* **RECORDS FOR THE EXERCISE**:
(begin)

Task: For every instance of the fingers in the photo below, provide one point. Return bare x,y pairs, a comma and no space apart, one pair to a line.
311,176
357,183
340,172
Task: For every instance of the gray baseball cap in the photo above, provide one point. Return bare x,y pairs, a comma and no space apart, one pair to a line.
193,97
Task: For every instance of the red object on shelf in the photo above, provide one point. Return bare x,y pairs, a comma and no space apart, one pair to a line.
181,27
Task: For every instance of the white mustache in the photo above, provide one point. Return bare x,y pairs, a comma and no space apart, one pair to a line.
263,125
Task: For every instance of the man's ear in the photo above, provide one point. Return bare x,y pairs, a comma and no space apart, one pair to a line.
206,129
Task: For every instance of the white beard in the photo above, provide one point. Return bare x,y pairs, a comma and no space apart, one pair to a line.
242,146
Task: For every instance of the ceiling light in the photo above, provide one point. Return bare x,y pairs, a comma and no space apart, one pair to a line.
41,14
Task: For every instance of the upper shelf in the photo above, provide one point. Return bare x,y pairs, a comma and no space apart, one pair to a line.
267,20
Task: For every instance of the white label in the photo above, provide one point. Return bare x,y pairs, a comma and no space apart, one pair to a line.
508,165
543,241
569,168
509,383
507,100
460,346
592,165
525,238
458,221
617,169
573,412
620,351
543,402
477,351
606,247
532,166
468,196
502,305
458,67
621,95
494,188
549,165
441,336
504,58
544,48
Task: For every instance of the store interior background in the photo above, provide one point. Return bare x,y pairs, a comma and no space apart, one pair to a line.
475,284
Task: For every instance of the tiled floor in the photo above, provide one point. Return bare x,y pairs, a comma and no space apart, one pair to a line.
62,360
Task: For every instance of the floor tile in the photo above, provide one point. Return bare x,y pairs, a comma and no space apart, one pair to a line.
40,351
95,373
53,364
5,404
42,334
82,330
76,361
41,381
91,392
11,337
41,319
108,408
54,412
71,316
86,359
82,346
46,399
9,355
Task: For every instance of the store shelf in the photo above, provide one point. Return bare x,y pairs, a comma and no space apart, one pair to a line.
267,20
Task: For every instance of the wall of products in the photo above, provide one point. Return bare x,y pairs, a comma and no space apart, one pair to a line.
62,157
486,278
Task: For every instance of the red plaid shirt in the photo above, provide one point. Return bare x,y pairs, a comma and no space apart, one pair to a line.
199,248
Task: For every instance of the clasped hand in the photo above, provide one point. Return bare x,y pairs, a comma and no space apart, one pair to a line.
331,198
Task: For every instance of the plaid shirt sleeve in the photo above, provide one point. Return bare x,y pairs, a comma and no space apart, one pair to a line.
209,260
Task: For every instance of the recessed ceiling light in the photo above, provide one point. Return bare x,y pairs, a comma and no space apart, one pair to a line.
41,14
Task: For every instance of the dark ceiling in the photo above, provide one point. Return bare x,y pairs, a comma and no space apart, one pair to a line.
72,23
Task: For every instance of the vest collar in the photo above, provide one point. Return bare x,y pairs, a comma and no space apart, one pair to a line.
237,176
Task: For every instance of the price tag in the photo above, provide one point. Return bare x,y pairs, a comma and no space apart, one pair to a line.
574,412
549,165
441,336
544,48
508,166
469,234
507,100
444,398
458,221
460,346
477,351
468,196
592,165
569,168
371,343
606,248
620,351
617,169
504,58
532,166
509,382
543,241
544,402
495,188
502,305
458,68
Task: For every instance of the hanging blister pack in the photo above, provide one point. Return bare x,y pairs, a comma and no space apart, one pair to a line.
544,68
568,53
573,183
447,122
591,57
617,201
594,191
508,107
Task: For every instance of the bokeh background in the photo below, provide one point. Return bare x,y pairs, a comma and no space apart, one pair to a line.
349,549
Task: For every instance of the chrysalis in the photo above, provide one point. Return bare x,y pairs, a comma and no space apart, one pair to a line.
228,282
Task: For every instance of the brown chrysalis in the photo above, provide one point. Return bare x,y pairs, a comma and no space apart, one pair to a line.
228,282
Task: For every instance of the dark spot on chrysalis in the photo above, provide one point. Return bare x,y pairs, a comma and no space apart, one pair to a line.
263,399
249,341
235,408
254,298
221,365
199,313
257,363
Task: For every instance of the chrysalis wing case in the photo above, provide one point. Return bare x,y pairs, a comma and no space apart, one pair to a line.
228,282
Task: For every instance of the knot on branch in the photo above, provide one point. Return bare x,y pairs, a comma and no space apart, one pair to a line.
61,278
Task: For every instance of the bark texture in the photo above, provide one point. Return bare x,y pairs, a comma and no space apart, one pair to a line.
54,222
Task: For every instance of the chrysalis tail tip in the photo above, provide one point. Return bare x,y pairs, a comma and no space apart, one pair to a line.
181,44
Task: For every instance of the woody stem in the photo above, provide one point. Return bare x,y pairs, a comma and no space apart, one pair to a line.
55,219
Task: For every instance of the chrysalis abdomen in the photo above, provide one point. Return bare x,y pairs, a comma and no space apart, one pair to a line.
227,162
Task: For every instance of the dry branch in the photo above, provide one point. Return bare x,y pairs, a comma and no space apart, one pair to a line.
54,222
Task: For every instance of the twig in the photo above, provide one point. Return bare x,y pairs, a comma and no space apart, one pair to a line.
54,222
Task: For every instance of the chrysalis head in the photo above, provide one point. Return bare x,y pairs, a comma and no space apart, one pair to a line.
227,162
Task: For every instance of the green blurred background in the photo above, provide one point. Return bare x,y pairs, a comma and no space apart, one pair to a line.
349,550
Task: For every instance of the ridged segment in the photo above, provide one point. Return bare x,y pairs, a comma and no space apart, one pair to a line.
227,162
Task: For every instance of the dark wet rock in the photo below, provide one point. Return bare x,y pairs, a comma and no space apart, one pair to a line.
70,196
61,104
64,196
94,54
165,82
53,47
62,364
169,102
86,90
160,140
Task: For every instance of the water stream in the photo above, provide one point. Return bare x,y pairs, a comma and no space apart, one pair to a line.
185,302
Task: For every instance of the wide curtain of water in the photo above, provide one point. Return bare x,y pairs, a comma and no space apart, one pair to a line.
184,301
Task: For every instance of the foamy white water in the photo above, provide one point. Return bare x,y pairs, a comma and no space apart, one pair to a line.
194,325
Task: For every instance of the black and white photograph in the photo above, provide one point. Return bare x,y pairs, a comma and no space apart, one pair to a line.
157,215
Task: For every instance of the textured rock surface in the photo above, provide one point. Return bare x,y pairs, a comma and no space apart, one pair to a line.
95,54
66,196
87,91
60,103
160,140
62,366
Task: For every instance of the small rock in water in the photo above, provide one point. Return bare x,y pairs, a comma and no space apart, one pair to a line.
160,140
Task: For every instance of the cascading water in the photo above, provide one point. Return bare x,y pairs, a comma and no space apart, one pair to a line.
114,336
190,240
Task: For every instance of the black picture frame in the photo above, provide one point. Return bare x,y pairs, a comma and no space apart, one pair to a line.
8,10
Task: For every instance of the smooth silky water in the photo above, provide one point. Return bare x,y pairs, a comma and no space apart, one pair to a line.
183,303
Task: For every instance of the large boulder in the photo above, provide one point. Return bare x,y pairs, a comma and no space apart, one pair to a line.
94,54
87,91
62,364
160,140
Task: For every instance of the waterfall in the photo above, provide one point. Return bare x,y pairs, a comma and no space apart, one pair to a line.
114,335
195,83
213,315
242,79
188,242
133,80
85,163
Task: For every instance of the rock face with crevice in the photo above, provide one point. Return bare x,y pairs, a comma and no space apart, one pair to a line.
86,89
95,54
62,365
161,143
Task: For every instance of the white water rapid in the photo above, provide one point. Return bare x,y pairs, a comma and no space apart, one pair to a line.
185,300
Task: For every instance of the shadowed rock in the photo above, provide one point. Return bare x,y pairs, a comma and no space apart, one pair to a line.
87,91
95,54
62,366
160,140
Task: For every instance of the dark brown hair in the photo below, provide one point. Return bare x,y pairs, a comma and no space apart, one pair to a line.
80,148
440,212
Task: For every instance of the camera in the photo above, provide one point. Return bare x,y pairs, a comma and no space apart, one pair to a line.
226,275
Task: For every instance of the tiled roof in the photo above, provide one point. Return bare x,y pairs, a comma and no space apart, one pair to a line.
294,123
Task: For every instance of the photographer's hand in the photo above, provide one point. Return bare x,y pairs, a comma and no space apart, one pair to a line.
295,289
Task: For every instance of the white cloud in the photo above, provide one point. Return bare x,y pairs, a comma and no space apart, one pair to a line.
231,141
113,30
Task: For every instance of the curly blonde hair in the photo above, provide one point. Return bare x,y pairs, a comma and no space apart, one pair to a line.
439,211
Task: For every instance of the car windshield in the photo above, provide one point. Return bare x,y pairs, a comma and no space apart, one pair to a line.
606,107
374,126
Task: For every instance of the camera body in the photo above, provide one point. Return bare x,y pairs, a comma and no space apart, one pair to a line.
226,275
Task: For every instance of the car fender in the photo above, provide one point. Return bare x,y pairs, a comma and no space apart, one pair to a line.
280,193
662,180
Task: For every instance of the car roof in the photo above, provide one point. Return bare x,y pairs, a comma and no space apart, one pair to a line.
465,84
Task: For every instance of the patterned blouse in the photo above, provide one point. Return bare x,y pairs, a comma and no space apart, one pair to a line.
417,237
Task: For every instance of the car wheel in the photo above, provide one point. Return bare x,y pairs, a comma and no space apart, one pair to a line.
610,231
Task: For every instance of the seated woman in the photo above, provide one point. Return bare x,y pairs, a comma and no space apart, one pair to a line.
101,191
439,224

(end)
(begin)

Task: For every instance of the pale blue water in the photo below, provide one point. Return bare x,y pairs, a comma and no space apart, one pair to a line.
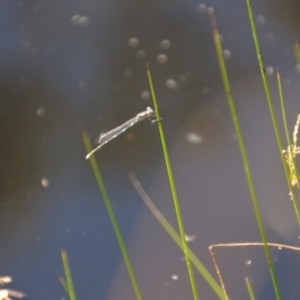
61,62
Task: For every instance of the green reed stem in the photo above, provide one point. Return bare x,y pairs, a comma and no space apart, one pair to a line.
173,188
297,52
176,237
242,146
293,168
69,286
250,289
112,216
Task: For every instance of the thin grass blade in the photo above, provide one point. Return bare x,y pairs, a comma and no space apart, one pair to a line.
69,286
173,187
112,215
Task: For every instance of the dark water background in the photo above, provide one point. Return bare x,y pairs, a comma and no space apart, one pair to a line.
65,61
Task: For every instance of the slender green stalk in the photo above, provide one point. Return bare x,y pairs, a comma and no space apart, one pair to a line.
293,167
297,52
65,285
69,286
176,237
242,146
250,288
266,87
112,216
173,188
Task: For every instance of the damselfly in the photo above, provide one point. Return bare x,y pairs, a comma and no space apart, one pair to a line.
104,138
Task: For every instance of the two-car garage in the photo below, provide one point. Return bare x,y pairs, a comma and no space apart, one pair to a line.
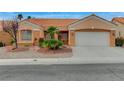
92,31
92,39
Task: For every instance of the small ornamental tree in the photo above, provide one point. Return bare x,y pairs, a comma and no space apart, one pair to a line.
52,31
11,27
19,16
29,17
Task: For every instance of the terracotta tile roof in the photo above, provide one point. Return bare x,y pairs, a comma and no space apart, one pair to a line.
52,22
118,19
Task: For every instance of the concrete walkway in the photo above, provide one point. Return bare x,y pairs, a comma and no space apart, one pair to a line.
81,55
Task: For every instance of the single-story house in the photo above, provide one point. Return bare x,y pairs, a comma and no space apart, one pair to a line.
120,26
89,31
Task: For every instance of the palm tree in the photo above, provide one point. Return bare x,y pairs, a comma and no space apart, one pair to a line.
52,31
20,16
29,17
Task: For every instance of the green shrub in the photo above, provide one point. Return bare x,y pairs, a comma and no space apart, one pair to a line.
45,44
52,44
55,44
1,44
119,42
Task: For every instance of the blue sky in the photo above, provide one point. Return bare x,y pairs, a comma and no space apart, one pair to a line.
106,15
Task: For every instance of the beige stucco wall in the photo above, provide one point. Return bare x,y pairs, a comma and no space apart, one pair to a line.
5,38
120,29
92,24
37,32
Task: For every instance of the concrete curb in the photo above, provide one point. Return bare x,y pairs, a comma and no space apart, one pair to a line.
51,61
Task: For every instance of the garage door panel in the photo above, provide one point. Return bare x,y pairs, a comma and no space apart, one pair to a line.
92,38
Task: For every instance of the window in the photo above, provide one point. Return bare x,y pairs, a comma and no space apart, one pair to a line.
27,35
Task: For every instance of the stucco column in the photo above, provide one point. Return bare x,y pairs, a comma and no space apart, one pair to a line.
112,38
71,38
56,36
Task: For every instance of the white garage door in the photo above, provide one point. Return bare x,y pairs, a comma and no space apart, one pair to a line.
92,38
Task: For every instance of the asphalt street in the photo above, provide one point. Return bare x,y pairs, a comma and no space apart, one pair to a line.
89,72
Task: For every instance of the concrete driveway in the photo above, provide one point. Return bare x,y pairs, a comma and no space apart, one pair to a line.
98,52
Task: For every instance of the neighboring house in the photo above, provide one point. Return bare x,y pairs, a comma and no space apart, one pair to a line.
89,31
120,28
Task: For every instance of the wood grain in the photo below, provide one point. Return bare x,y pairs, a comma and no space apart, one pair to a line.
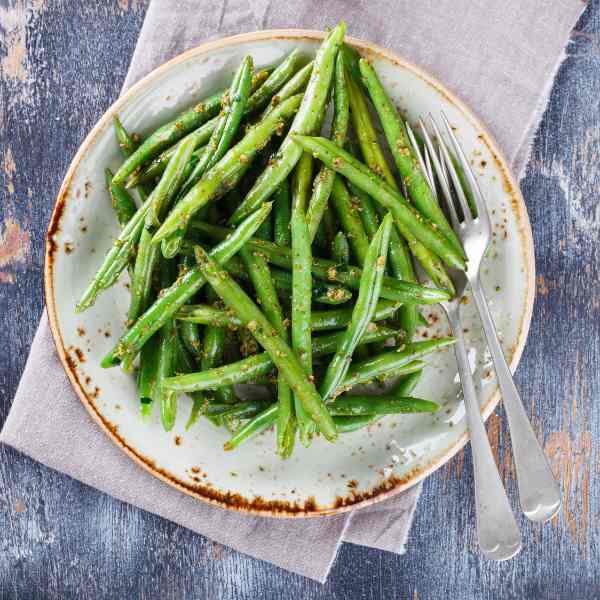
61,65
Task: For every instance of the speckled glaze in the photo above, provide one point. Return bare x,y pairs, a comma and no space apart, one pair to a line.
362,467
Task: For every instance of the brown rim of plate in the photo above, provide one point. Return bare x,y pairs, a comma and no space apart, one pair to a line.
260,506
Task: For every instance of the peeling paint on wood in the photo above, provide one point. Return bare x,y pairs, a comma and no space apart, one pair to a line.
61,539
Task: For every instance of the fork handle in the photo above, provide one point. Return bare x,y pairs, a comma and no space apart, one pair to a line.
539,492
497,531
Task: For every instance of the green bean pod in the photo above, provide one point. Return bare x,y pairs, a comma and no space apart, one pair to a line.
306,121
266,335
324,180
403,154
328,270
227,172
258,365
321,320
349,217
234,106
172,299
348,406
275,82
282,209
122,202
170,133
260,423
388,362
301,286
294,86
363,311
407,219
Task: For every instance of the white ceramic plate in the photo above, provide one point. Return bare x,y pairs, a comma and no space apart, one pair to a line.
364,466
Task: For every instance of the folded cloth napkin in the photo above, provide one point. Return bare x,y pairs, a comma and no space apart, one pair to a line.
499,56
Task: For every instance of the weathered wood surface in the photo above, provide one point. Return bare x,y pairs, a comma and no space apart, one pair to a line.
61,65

(end)

* **WORK TO COMPLETE**:
Locate every line in the entries above that contains the word "shelf", and copy each such line in full.

* **ANSWER TO THIS PROBLEM**:
Task: For every instance of the red object on shelf in the photo above, provide one point. Return bare x,y pairs, a comma and no space apart, one pair to a line.
Task: For every instance of the upper shelf in the photo above, provide one point. Return bare x,y pairs, a comma and no space apart, one pair to a line.
Task: For every instance of the store shelf in the photo above, provide one point. Return bare x,y pairs, a comma and no space apart, one pair to a line.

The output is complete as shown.